Among the records below, find each line containing the word "instance" and copy it.

## Input
•••

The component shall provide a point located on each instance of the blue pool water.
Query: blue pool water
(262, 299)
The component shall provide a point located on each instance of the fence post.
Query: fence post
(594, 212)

•••

## Output for this exercise
The component shall provide a point located on each instance of the blue pool water.
The component shall provide a point located on each instance of the fence post.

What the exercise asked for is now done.